━━━ Data supplied ━━━
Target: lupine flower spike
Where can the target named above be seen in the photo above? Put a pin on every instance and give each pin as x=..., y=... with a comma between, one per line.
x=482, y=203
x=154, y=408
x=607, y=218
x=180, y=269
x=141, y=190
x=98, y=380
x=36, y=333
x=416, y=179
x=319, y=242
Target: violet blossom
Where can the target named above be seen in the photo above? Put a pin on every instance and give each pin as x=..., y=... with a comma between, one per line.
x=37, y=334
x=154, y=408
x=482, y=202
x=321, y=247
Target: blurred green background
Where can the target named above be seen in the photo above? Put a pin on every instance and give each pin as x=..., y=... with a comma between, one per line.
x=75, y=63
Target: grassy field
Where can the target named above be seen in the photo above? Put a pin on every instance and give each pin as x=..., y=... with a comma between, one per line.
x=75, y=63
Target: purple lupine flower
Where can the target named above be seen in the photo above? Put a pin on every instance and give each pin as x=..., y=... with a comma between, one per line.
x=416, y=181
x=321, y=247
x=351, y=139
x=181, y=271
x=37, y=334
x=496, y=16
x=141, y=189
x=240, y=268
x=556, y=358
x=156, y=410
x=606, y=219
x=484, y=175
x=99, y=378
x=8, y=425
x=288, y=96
━━━
_Direction_
Reproduce all of the data above line for line, with nothing changed.

_Answer below_
Target: lupine flower spike
Where can the target named above be seen in the photo above? Put a pin on every instance and give each pin as x=..., y=... with a comma between, one per line.
x=482, y=203
x=154, y=408
x=607, y=218
x=180, y=269
x=141, y=190
x=98, y=380
x=36, y=333
x=416, y=179
x=319, y=242
Target: violet blossom
Where can the target named above be seen in the photo above? Put a pin on every instance and give each pin as x=..., y=... with a comma between, one per line.
x=37, y=334
x=154, y=408
x=482, y=202
x=321, y=247
Target: blurred green background
Where can the target named above be seen in the photo above? Put a pin on every instance and give each pin as x=..., y=... with a comma between, one per line.
x=75, y=63
Target: grassy field
Where can the target named above be seen in the photo above? Put a pin on every instance and give each pin as x=..., y=... with a comma between, one per line.
x=75, y=63
Target: purple lupine flower
Where can the target named above be seen in the photo above? Put a pin on every instance and give each pin as x=..., y=... with a comma between, one per line.
x=416, y=181
x=321, y=247
x=351, y=139
x=181, y=271
x=37, y=334
x=496, y=16
x=141, y=189
x=240, y=268
x=556, y=358
x=156, y=410
x=606, y=219
x=484, y=175
x=99, y=378
x=8, y=425
x=288, y=96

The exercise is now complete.